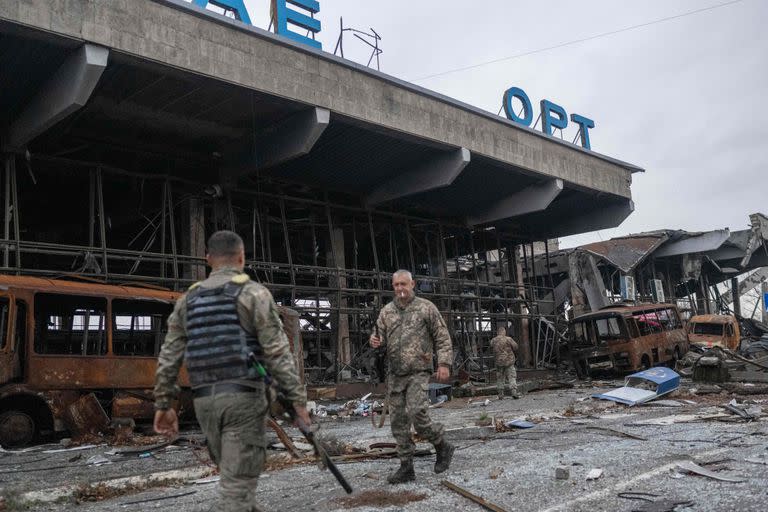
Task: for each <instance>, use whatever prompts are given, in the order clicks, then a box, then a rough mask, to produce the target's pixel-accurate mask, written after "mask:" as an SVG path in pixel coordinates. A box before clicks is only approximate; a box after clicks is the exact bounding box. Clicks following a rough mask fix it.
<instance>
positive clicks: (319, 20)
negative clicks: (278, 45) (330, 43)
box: [274, 0, 323, 50]
mask: <svg viewBox="0 0 768 512" xmlns="http://www.w3.org/2000/svg"><path fill="white" fill-rule="evenodd" d="M288 4H292V5H294V6H296V7H299V8H301V9H305V10H307V11H309V12H310V13H311V14H317V13H318V12H320V2H318V1H317V0H275V3H274V6H275V32H276V33H277V34H280V35H281V36H284V37H287V38H289V39H292V40H294V41H297V42H299V43H304V44H307V45H309V46H313V47H315V48H317V49H318V50H321V49H322V48H323V45H322V44H321V43H320V41H315V40H314V39H312V38H311V37H307V36H304V35H301V34H299V33H296V32H294V31H292V30H289V29H288V24H289V23H291V24H293V25H296V26H298V27H300V28H303V29H304V30H308V31H310V32H312V33H313V34H317V33H318V32H320V28H321V27H320V20H316V19H315V18H313V17H311V16H307V15H306V14H303V13H300V12H298V11H295V10H293V9H291V8H289V7H288Z"/></svg>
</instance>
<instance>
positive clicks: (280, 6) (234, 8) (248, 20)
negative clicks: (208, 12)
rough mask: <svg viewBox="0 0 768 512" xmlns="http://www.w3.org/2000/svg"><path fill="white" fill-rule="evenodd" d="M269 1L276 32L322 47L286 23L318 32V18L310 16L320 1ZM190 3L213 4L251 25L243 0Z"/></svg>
mask: <svg viewBox="0 0 768 512" xmlns="http://www.w3.org/2000/svg"><path fill="white" fill-rule="evenodd" d="M271 2H272V15H273V16H274V22H275V33H276V34H279V35H281V36H283V37H287V38H288V39H291V40H293V41H297V42H299V43H303V44H306V45H309V46H312V47H314V48H317V49H318V50H322V49H323V45H322V44H321V43H320V41H315V40H314V39H313V38H311V37H308V36H305V35H302V34H299V33H297V32H294V31H292V30H290V29H289V28H288V25H289V24H291V25H295V26H296V27H299V28H300V29H304V30H308V31H309V32H311V33H312V35H315V34H317V33H318V32H320V28H321V25H320V20H316V19H315V18H313V17H312V16H313V15H315V14H317V13H318V12H320V2H318V1H317V0H271ZM192 3H193V4H195V5H196V6H198V7H202V8H203V9H205V8H206V7H208V4H211V5H215V6H216V7H219V8H221V9H224V10H225V11H229V12H232V13H233V14H234V15H235V18H236V19H238V20H240V21H242V22H243V23H247V24H248V25H252V23H251V17H250V16H249V15H248V9H247V8H246V7H245V2H244V0H192ZM288 4H291V5H293V6H294V7H298V8H300V9H304V10H305V11H307V12H309V15H306V14H304V13H302V12H299V11H296V10H295V9H291V8H290V7H288Z"/></svg>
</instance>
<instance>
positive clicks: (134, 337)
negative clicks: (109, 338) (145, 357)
mask: <svg viewBox="0 0 768 512" xmlns="http://www.w3.org/2000/svg"><path fill="white" fill-rule="evenodd" d="M129 305H133V306H135V307H136V309H135V310H130V309H129ZM110 306H111V307H110V317H111V319H112V321H111V328H110V331H111V334H112V335H111V347H110V350H109V353H110V354H112V355H115V356H118V357H157V355H158V354H159V353H160V346H161V345H162V343H163V340H164V339H165V335H166V333H167V332H168V317H169V316H170V314H171V312H172V311H173V306H172V305H171V304H170V303H166V302H162V301H157V300H147V299H123V298H113V299H112V300H111V301H110ZM151 309H155V310H156V311H150V310H151ZM160 309H165V311H159V310H160ZM131 313H133V314H131ZM120 318H130V327H129V328H128V329H125V328H121V327H122V326H124V324H122V322H123V321H124V320H120ZM137 319H142V320H144V319H146V320H149V326H148V328H137V327H136V320H137ZM125 331H128V332H129V334H128V339H127V340H124V339H123V338H124V337H125V336H124V334H123V333H124V332H125ZM137 332H138V334H135V333H137ZM137 338H138V339H137ZM146 338H150V339H149V340H147V339H146ZM129 347H133V348H134V350H128V348H129ZM139 347H140V348H141V349H139V350H136V348H139Z"/></svg>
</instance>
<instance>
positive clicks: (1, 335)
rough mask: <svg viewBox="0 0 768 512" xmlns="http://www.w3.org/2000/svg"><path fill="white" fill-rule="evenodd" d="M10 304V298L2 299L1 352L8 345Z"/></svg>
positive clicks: (1, 307)
mask: <svg viewBox="0 0 768 512" xmlns="http://www.w3.org/2000/svg"><path fill="white" fill-rule="evenodd" d="M9 307H10V302H9V301H8V297H0V350H2V349H4V348H5V345H6V344H7V343H8V340H7V339H6V338H7V335H8V308H9Z"/></svg>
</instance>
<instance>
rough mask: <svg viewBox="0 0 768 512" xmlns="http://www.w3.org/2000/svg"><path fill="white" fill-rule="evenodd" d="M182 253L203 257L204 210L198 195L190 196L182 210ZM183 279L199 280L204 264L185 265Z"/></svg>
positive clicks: (183, 271) (203, 240) (203, 269)
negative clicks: (189, 197) (190, 265)
mask: <svg viewBox="0 0 768 512" xmlns="http://www.w3.org/2000/svg"><path fill="white" fill-rule="evenodd" d="M182 233H184V234H185V235H186V236H182V237H181V244H182V246H181V251H182V254H188V255H190V256H193V257H196V258H205V210H204V208H203V201H202V199H200V198H198V197H190V198H189V200H188V202H187V203H186V205H185V208H184V210H183V211H182ZM182 275H183V276H184V279H192V280H194V281H201V280H203V279H205V265H193V266H185V267H184V269H183V274H182Z"/></svg>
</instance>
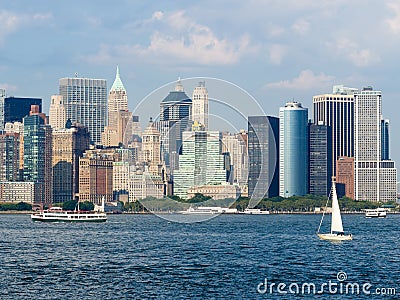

......

◆ **Task to carry out**
Would you reproduce, exactly and with nothing added, every line from the beginning of the entries above through the line that contains "negative clicks: (208, 12)", both included, leaving out the pictures?

◆ **Output of the task**
Task: for each <instance>, use whatever prompts are given, in the order clicks, then a box, then a rough mask, to produce the target's pixel-accurate mask, written after "mask:" as an SVG path in pixel coordinates. A box before clicks is only approximate; a box after clicks is the exact bounding box. Clicks following a rough mask fix it.
<instance>
positive clicks: (319, 20)
negative clicks: (278, 45) (330, 43)
box: [274, 0, 323, 50]
mask: <svg viewBox="0 0 768 512" xmlns="http://www.w3.org/2000/svg"><path fill="white" fill-rule="evenodd" d="M288 4H292V5H294V6H296V7H299V8H301V9H305V10H307V11H309V12H310V13H311V14H317V13H318V12H320V2H318V1H317V0H275V3H274V6H275V32H276V33H277V34H280V35H281V36H284V37H287V38H289V39H292V40H294V41H297V42H299V43H304V44H307V45H309V46H313V47H315V48H317V49H318V50H321V49H322V48H323V45H322V44H321V43H320V41H315V40H314V39H312V38H311V37H307V36H304V35H301V34H299V33H296V32H294V31H292V30H289V29H288V24H289V23H291V24H293V25H296V26H298V27H300V28H303V29H304V30H308V31H310V32H312V33H313V34H317V33H318V32H320V28H321V27H320V20H316V19H315V18H313V17H311V16H307V15H306V14H303V13H300V12H298V11H295V10H293V9H291V8H289V7H288Z"/></svg>
</instance>
<instance>
positive clicks: (280, 6) (234, 8) (248, 20)
negative clicks: (208, 12)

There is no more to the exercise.